> ABOUT THIS EXERCISE
Scan the records for the string "instance", then copy each line that has it.

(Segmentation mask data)

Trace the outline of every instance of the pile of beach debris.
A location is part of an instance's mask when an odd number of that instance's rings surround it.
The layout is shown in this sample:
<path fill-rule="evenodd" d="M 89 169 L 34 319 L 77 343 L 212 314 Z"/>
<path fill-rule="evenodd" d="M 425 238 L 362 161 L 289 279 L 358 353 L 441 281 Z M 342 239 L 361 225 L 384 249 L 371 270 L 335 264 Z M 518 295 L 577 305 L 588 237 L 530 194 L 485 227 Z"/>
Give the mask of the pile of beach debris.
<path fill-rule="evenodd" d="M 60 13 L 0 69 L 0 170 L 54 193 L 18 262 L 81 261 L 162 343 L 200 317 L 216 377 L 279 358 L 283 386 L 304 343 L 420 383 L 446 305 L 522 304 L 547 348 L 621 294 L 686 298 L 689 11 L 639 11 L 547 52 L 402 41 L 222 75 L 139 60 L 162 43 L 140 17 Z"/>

> RESPONSE FOR THIS EXERCISE
Trace the outline of every instance of the pile of beach debris.
A location is part of an instance's mask when an odd number of that instance's rings surround it.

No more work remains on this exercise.